(Data items)
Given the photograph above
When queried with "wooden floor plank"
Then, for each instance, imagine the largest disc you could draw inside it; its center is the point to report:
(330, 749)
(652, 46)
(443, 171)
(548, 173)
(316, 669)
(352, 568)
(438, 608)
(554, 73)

TASK INSTRUCTIONS: Rewrite all the records above so that "largest" becomes "biggest", keeping every other part the same.

ANSWER TO THE PROBLEM:
Given the photograph above
When queried with "wooden floor plank"
Then, for each instance, imagine the biggest disc you could draw inside it; its center is the point to report:
(330, 749)
(652, 46)
(443, 171)
(548, 173)
(316, 669)
(352, 568)
(438, 608)
(554, 73)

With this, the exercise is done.